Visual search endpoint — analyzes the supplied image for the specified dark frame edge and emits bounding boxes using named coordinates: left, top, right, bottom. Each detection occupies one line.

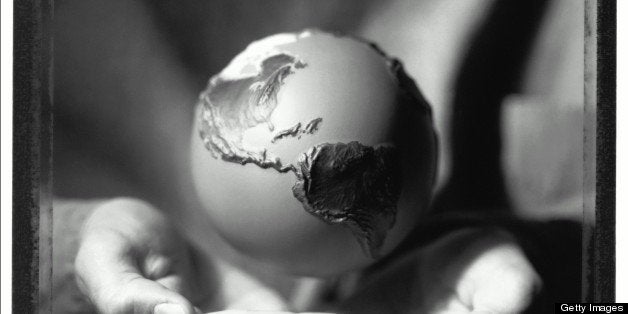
left=12, top=0, right=53, bottom=313
left=593, top=0, right=617, bottom=303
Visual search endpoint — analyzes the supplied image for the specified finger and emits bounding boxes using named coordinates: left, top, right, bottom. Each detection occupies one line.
left=75, top=220, right=195, bottom=314
left=207, top=310, right=334, bottom=314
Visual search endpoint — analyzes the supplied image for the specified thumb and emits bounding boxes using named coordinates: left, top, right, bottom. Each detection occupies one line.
left=94, top=275, right=200, bottom=314
left=75, top=229, right=200, bottom=314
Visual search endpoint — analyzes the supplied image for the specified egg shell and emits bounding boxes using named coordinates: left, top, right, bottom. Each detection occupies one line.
left=191, top=32, right=435, bottom=276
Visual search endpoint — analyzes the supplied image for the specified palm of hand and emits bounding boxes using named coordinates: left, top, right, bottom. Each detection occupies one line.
left=344, top=229, right=541, bottom=313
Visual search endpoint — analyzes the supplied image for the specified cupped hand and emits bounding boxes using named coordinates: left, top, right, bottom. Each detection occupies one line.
left=75, top=198, right=211, bottom=314
left=419, top=229, right=542, bottom=313
left=341, top=228, right=542, bottom=314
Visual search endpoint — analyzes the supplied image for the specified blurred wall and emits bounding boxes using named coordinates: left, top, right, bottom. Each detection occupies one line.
left=53, top=0, right=584, bottom=219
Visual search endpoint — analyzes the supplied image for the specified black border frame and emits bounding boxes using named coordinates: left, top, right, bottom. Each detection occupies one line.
left=12, top=0, right=617, bottom=313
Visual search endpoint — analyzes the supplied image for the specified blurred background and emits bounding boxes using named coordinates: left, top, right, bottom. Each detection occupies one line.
left=53, top=0, right=584, bottom=312
left=54, top=0, right=584, bottom=220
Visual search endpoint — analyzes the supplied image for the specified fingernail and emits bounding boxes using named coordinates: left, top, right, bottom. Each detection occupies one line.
left=153, top=303, right=186, bottom=314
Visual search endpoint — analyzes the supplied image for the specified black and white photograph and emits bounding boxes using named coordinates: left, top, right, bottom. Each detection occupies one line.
left=2, top=0, right=628, bottom=314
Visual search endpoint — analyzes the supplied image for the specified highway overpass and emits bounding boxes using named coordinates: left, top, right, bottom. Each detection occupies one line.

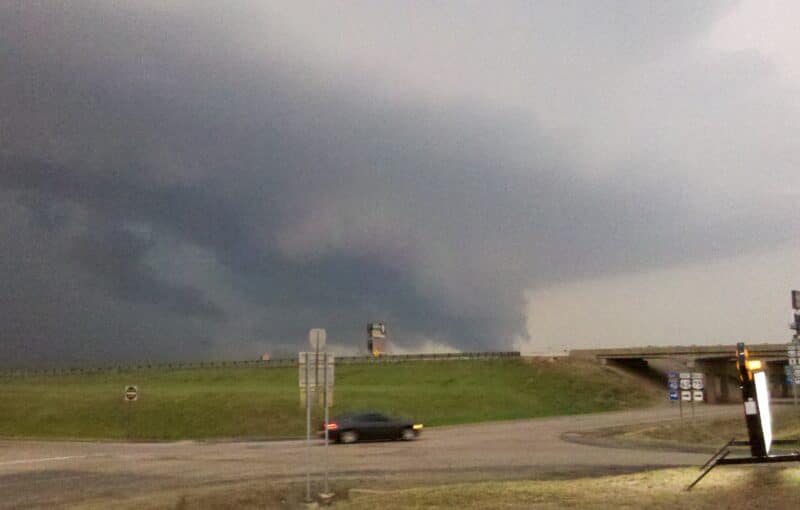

» **GIVEN REQUEST**
Update every item above by replacing "emits" with "outputs" throughout, keeping everything else unchanged. Leave the pictures out of your version.

» **FULL SOLUTION**
Visual search endpoint — analyzes the supplied image for the specified dark frame edge and outputs bounding boxes using named coordinates: left, top, right, bottom. Each detection occupies one line.

left=12, top=0, right=53, bottom=313
left=593, top=0, right=617, bottom=303
Visual search endpoint — analyzes the supplied image for the specified finger and outputs bounding boxes using named coordinates: left, top, right, bottom. Each detection occupies one line.
left=75, top=220, right=195, bottom=314
left=207, top=310, right=334, bottom=314
Visual search endpoint — analyzes the supplied image for the specified thumb and outputs bounding boxes using named coordinates: left, top, right, bottom. Each detection occupies one line.
left=94, top=275, right=200, bottom=314
left=75, top=229, right=200, bottom=314
Visual search endpoint — analyzes the supplied image for the specified egg shell and outputs bounding boxes using named coordinates: left, top, right, bottom. Each detection occupies one line.
left=191, top=32, right=435, bottom=276
Visual search endpoint — analyzes the supplied image for the specified palm of hand and outputs bounding boxes using named coordinates: left, top, right, bottom. Each detection occupies one line.
left=344, top=229, right=541, bottom=313
Visual search endpoint — analyzes the supplied image for the specified cupped hand and outputs bounding boxes using named coordinates: left, top, right, bottom. Each detection occupies one line.
left=75, top=198, right=211, bottom=314
left=419, top=229, right=542, bottom=313
left=341, top=228, right=542, bottom=314
Visual search endpoint — analyzes the supplied image for the specified blurred wall and outputs bounding boxes using named coordinates: left, top, right, bottom. Each detection occupies one line.
left=53, top=0, right=584, bottom=219
Visual search endpoint — analyzes the supplied image for the specified black border frame and outputs bounding boxes using named coordinates: left, top, right, bottom. Each detection occupies one line.
left=12, top=0, right=617, bottom=313
Visual search endpoint — analyzes the supplied image for the specified blurred background and outputs bounding boxes using named coordinates: left, top, right, bottom. Each detection occupies one line.
left=53, top=0, right=584, bottom=312
left=54, top=0, right=584, bottom=220
Visual search endpoint — analyzes the supplied image for the specified fingernail and outputs bounding boxes using named coordinates: left, top, right, bottom. Each detection occupies one line.
left=153, top=303, right=186, bottom=314
Visual search endpoint — analyzes the supplied image for the specified black and white photograph and outputs bounding boxes using named coordinates: left, top, right, bottom. Each detection occupies one line.
left=2, top=0, right=628, bottom=314
Visual search endpoint — analyzes the supplied image for the specified highway overpass and outputs bounding boxes using named coordinates: left, top, right, bottom. Each detection occupies one line.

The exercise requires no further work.